◆ SELECTED EXTRACT:
It is because we had wholesale trust in ‘elites’ to begin with.

“After all, the very core of liberal democracy is the idea that a small group of people – politicians – can represent millions of others.” 

I say bullshit. Plain and simple.

We had a system. One that worked. It was generally called ‘the social contract.’ It stipulated that the ‘system,’ whether the government or business or taxes, took care of those who needed taking care of and those who did not need ‘taking care’ of used some of their resources to make sure that everyone lived a decent life. 

But then something happened.

The ‘elites’ decided that they did not want to pay for everyone else. Why should they pay for road repairs of people who could not afford to do so themselves? Why should they cover medical expenses or college tuition or making sure a mother had enough money to buy food for her newborn? 

So screw this notion that we ‘failed the elites.’

They knew exactly what they were doing. 

This is their mess, not the ones who could not afford to pay for change.

And no, there is no turning back. Not when the choice is between pubic well-being and profits.

James Porteous

29 November 2018 | William Davies | The Guardian

For hundreds of years, modern societies have depended on something that is so ubiquitous, so ordinary, that we scarcely ever stop to notice it: trust. The fact that millions of people are able to believe the same things about reality is a remarkable achievement, but one that is more fragile than is often recognised.

At times when public institutions – including the media, government departments and professions – command widespread trust, we rarely question how they achieve this. And yet at the heart of successful liberal democracies lies a remarkable collective leap of faith: that when public officials, reporters, experts and politicians share a piece of information, they are presumed to be doing so in an honest fashion.

The notion that public figures and professionals are basically trustworthy has been integral to the health of representative democracies. After all, the very core of liberal democracy is the idea that a small group of people – politicians – can represent millions of others.

If this system is to work, there must be a basic modicum of trust that the small group will act on behalf of the much larger one, at least some of the time. As the past decade has made clear, nothing turns voters against liberalism more rapidly than the appearance of corruption: the suspicion, valid or otherwise, that politicians are exploiting their power for their own private interest.

This isn’t just about politics. In fact, much of what we believe to be true about the world is actually taken on trust, via newspapers, experts, officials and broadcasters. While each of us sometimes witnesses events with our own eyes, there are plenty of apparently reasonable truths that we all accept without seeing. In order to believe that the economy has grown by 1%, or to find out about latest medical advances, we take various things on trust; we don’t automatically doubt the moral character of the researchers or reporters involved.

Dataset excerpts
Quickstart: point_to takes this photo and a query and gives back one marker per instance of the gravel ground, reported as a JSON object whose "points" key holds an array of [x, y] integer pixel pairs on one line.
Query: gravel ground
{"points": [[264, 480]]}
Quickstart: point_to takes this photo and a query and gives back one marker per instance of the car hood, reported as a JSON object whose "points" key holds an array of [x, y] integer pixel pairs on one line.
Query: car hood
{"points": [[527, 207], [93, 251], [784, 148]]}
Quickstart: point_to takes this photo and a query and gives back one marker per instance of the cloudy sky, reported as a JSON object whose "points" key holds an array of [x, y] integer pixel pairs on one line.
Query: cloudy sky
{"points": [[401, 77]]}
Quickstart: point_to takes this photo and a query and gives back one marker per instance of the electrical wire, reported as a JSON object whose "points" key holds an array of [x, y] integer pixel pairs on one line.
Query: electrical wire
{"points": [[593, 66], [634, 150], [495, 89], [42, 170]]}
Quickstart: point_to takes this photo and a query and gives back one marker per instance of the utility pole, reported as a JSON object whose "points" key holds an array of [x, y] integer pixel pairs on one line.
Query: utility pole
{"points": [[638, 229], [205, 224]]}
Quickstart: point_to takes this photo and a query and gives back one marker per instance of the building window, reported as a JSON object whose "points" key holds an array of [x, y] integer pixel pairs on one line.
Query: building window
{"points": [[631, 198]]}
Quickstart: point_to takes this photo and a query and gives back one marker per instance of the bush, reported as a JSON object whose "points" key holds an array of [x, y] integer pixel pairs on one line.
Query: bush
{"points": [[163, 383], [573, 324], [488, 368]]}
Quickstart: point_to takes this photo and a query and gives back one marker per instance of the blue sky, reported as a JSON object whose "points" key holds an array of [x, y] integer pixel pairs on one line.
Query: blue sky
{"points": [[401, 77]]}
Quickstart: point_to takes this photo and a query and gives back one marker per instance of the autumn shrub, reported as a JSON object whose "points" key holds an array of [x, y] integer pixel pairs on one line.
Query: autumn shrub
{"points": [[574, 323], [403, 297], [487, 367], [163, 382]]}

◆ REQUIRED ACTIONS:
1. Answer each question from the piece on public trust.
(a) What was the system that worked generally called?
(b) For how long have modern societies depended on trust?
(c) What turns voters against liberalism more rapidly than anything else?
2. State whether each statement agrees with the piece on public trust, quoting the words that decide it.
(a) The article by William Davies appeared in The Guardian.
(b) The writer accepts the notion that "we failed the elites."
(c) Trust is described as less fragile than is often recognized.
3. Duplicate the passage of the piece on public trust starting at "It is because" and ending at "then something happened.".
The listing bears no relation to the piece on public trust.

◆ RESULTS FOR EACH TASK:
1.
(a) 'The social contract.'
(b) For hundreds of years.
(c) The appearance of corruption.

2.
(a) Yes: "29 November 2018 | William Davies | The Guardian"
(b) No: "So screw this notion that we ‘failed the elites.’"
(c) No: "but one that is more fragile than is often recognised."

3.
It is because we had wholesale trust in ‘elites’ to begin with.

“After all, the very core of liberal democracy is the idea that a small group of people – politicians – can represent millions of others.” 

I say bullshit. Plain and simple.

We had a system. One that worked. It was generally called ‘the social contract.’ It stipulated that the ‘system,’ whether the government or business or taxes, took care of those who needed taking care of and those who did not need ‘taking care’ of used some of their resources to make sure that everyone lived a decent life. 

But then something happened.